Exercise aim: Present the material below as a numbered list with one line per number, omitting any blank lines. Leave the pictures out of your answer.

Start of Extracted information

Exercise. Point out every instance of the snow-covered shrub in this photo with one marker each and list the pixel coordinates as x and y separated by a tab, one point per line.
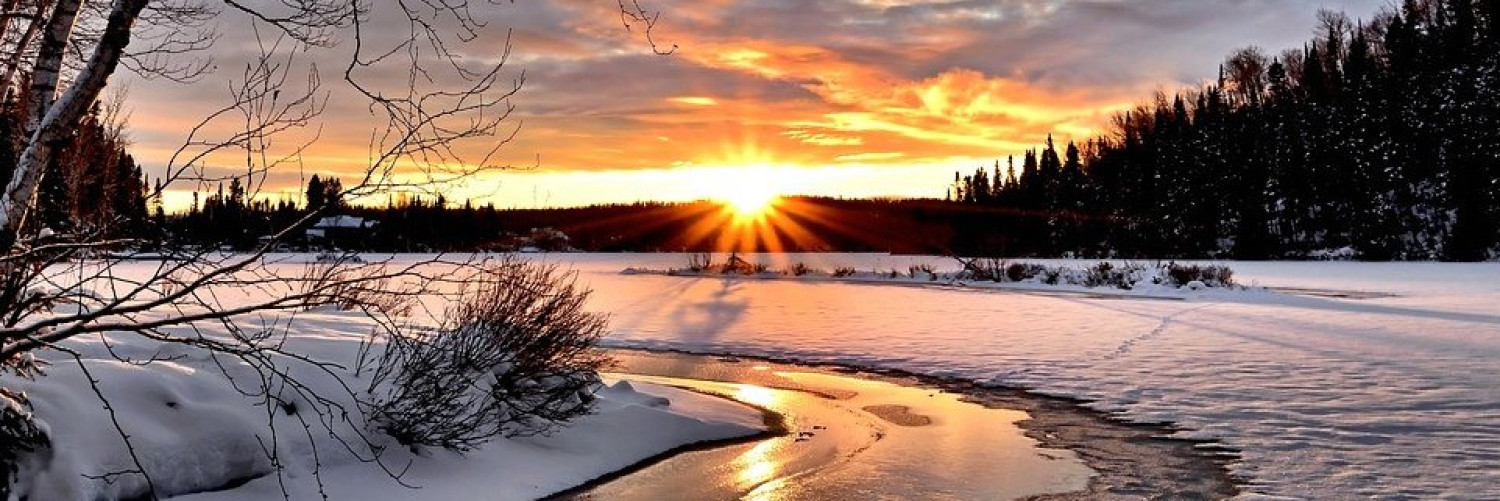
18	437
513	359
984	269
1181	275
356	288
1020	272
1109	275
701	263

End of Extracted information

Expected output:
1. Exercise. Point out every instance of the snow-covered shrub in this photo with one marker each and list the pixel coordinates as x and y separated by a tab, one point per line.
2. 18	437
3. 513	359
4. 984	269
5. 1181	275
6. 356	288
7. 1020	272
8. 1109	275
9. 701	263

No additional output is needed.